# ABOUT THIS EXERCISE:
Nothing may be left out or changed. Print every entry.

::::

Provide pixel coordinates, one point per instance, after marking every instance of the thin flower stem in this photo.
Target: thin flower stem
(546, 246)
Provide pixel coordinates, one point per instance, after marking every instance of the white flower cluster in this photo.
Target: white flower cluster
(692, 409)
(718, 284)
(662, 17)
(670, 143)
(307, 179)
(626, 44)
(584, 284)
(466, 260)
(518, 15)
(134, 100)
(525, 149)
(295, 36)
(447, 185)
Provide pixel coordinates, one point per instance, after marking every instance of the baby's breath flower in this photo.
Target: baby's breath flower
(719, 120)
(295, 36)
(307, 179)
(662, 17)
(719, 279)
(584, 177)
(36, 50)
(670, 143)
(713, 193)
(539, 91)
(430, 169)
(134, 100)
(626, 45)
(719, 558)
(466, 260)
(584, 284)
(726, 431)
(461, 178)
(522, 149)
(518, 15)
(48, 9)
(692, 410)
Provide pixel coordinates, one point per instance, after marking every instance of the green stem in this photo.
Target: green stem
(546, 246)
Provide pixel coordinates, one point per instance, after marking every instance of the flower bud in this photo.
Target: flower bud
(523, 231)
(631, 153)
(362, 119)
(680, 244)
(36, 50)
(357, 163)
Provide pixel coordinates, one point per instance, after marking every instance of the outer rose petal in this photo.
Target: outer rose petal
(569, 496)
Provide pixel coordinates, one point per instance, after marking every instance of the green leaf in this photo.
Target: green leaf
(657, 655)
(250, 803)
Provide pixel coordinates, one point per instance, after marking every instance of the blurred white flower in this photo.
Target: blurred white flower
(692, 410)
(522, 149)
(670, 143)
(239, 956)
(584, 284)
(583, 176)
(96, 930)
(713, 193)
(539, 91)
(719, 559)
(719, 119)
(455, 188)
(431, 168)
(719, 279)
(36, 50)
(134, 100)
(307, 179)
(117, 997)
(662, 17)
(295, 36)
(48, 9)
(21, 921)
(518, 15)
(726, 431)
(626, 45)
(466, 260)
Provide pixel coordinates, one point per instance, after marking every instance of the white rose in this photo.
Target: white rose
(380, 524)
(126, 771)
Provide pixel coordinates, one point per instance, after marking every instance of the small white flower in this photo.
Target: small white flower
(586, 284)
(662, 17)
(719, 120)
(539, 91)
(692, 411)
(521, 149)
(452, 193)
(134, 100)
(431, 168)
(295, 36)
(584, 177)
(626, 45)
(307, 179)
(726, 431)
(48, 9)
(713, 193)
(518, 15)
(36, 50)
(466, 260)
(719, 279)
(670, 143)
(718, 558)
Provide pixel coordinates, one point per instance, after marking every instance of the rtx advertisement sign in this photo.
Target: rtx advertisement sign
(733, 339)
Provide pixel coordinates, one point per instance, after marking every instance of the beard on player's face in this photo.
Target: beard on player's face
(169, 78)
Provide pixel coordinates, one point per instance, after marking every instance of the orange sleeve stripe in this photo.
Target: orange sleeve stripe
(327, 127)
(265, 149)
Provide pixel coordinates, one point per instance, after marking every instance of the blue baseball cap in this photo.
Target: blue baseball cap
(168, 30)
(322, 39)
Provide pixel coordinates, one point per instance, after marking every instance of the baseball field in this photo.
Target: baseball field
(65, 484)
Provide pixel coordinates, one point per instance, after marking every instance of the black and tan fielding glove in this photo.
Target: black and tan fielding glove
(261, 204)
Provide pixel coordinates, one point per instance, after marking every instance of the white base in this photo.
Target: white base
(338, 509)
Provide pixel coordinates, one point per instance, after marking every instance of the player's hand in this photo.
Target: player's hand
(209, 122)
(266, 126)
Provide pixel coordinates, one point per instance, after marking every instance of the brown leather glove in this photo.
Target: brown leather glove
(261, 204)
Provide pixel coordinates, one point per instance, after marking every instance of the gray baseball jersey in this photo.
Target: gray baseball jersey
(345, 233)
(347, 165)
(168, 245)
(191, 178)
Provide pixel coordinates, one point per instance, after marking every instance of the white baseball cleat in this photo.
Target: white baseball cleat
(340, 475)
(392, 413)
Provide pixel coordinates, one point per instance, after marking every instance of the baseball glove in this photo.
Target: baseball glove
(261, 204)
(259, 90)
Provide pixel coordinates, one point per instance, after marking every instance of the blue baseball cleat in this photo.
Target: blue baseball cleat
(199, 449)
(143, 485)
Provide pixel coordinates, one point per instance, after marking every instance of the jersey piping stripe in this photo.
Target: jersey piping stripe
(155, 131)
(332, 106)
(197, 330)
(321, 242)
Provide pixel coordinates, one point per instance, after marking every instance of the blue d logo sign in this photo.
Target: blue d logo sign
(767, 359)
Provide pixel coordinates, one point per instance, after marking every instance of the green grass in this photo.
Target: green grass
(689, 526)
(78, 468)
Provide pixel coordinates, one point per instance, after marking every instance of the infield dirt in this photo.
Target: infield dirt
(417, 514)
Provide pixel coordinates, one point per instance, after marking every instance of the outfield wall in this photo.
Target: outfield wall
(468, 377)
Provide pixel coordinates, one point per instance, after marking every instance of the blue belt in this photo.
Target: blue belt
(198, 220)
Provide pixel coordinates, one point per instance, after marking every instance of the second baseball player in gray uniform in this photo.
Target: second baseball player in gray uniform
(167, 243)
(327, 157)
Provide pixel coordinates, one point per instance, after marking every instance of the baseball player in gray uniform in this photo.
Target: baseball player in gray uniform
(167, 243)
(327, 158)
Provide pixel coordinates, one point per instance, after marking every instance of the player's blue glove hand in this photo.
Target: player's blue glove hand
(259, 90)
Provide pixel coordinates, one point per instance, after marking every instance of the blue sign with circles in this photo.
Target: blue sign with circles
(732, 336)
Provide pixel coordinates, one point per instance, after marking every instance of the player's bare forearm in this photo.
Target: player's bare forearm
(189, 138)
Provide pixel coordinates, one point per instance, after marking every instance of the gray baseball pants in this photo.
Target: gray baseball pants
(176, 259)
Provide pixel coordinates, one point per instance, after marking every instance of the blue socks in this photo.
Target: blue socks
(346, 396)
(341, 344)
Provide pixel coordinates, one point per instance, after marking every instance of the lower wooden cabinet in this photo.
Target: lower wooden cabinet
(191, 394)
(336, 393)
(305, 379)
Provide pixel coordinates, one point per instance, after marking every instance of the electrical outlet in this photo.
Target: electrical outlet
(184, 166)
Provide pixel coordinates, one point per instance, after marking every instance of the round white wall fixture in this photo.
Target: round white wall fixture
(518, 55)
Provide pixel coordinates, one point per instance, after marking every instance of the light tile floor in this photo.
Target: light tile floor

::::

# OUTPUT FOR THIS TASK:
Provide pixel coordinates, one point per instance, after marking every instance of the thin flower stem in this photo.
Target: thin flower stem
(546, 246)
Provide pixel coordinates, one point per instance, after marking every instance of the white flower cluster in this photo.
Target: white flower cluster
(692, 409)
(718, 284)
(662, 17)
(670, 143)
(307, 179)
(626, 44)
(584, 284)
(466, 260)
(518, 15)
(134, 100)
(525, 149)
(295, 36)
(447, 185)
Provide pixel coordinates, one point per instance, after marking every instance of the baby's breath flower in this photo.
Target: baby's breath flower
(719, 120)
(295, 36)
(307, 179)
(662, 17)
(719, 279)
(584, 177)
(36, 50)
(670, 143)
(713, 193)
(539, 91)
(430, 169)
(134, 100)
(626, 45)
(719, 558)
(466, 260)
(584, 284)
(726, 431)
(461, 178)
(522, 149)
(518, 15)
(48, 9)
(692, 410)
Provide pixel coordinates, one point per instance, after marking every instance of the green stem in this photo.
Target: green stem
(546, 246)
Provide pixel coordinates, one point per instance, after marking every instance of the flower bud in this photo.
Target: flower bud
(523, 231)
(631, 153)
(362, 119)
(680, 244)
(36, 50)
(357, 163)
Provide pixel coordinates, one point per instance, after marking every instance of the outer rose petal in this photo.
Target: outer rose petal
(569, 496)
Provide pixel coordinates, one point per instance, after marking every instance of the green leaf in this photo.
Target: green leaf
(657, 655)
(250, 803)
Provide pixel coordinates, one point per instance, after marking every instance of the blurred white flower in this photo.
Target: blurred white flower
(692, 410)
(522, 149)
(670, 143)
(239, 956)
(584, 284)
(583, 176)
(96, 930)
(713, 193)
(539, 91)
(719, 559)
(719, 119)
(455, 188)
(431, 168)
(719, 279)
(36, 50)
(134, 100)
(307, 179)
(117, 997)
(662, 17)
(295, 36)
(48, 9)
(21, 921)
(518, 15)
(726, 431)
(626, 45)
(466, 260)
Provide pixel coordinates, one point per instance, after marking every instance of the white rose in this photo.
Target: white rose
(380, 524)
(126, 771)
Provide pixel coordinates, one point per instance, after marking every instance of the small white flower in this photo.
Target: small white flower
(586, 284)
(662, 17)
(719, 120)
(539, 91)
(692, 411)
(521, 149)
(452, 193)
(134, 100)
(431, 168)
(295, 36)
(584, 177)
(626, 45)
(307, 179)
(726, 431)
(48, 9)
(713, 193)
(518, 15)
(36, 50)
(466, 260)
(719, 279)
(670, 143)
(718, 558)
Provide pixel coordinates, one point per instance, after marking every instance of the rtx advertisement sign in this photo.
Target: rtx advertisement sign
(733, 339)
Provide pixel coordinates, one point per instance, after marking every instance of the beard on player's face in this photo.
Target: beard on player's face
(169, 78)
Provide pixel coordinates, one point per instance, after marking every instance of the orange sleeve stripe in this photo.
Target: orange sleeve stripe
(327, 127)
(265, 149)
Provide pixel coordinates, one point per instance, after marking every instance of the blue baseball cap in this photo.
Target: blue baseball cap
(168, 30)
(322, 39)
Provide pixel coordinates, one point per instance, after marking every instance of the baseball field in this photo.
Target: baseball field
(65, 484)
Provide pixel coordinates, one point per instance, after marking every instance of the black and tan fielding glove in this photo.
Target: black and tan fielding glove
(261, 204)
Provide pixel coordinates, one point per instance, after marking every instance of the white base in this photo.
Target: white base
(338, 509)
Provide pixel coordinates, one point per instance, after marking every instance of the player's hand in this photo.
Target: player's hand
(209, 122)
(266, 126)
Provide pixel coordinates, one point per instance, after marking every instance of the brown leather glove in this photo.
Target: brown leather glove
(261, 204)
Provide pixel coordinates, one point per instance, after marking every instance of the gray baseball jersey in this photo.
Target: gray baseball jersey
(345, 233)
(347, 165)
(168, 245)
(191, 178)
Provide pixel coordinates, one point per instance, after marking every instance of the white baseball cleat in this photo.
Target: white baseball cleat
(340, 475)
(392, 413)
Provide pixel coordinates, one point per instance, after marking every instance of the baseball glove in this photo.
Target: baseball glove
(261, 204)
(259, 90)
Provide pixel coordinates, one point per instance, after marking every instance of the blue baseball cleat in this photo.
Target: blue baseball cleat
(199, 449)
(143, 485)
Provide pixel coordinates, one point per instance, after marking every instance of the jersey piping stripe in this photo.
Target: jersey piping stripe
(155, 131)
(332, 106)
(197, 330)
(321, 242)
Provide pixel coordinates, one point per instance, after marking every instance of the blue d logo sign in this photo.
Target: blue d logo sign
(767, 359)
Provide pixel coordinates, one point per instance, after marking every instance of the green grass in this photo.
Target: green grass
(689, 526)
(78, 468)
Provide pixel coordinates, one point per instance, after marking every instance of the infield dirt in this photo.
Target: infield dirt
(417, 514)
Provide pixel coordinates, one point per instance, after marking every instance of the outfield wall in this photo.
Target: outfield wall
(468, 377)
Provide pixel coordinates, one point per instance, after marking every instance of the blue belt in this photo.
Target: blue belt
(198, 220)
Provide pixel coordinates, one point per instance, after marking every instance of the second baseball player in gray uniform in this photo.
Target: second baseball player in gray uniform
(167, 243)
(327, 157)
Provide pixel coordinates, one point per instance, after marking every instance of the baseball player in gray uniform in this photo.
Target: baseball player in gray uniform
(167, 243)
(327, 158)
Provide pixel coordinates, one point per instance, after marking every instance of the player's blue glove hand in this photo.
Target: player's blue glove hand
(259, 90)
Provide pixel coordinates, one point per instance, after marking every instance of the blue sign with circles in this photo.
Target: blue sign with circles
(732, 336)
Provide pixel coordinates, one point per instance, after marking every instance of the player's bare forearm in this photo.
Target: player's bare forearm
(189, 138)
Provide pixel coordinates, one point per instance, after marking every instance of the gray baseball pants in this photo.
Target: gray baseball pants
(176, 259)
Provide pixel coordinates, one point per instance, after marking every instance of the blue socks in this photo.
Target: blue socks
(346, 396)
(341, 344)
Provide pixel coordinates, one point per instance, after marking every instance of the lower wooden cabinet in this photo.
Target: lower wooden cabinet
(191, 394)
(336, 393)
(305, 379)
Provide pixel coordinates, one point per instance, after marking every instance of the electrical outlet in this photo.
Target: electrical outlet
(184, 166)
Provide pixel coordinates, one point per instance, after marking every instance of the round white wall fixture in this photo.
Target: round white wall fixture
(518, 55)
Provide pixel coordinates, one point per instance, after marking every instance of the light tile floor in this photo.
Target: light tile floor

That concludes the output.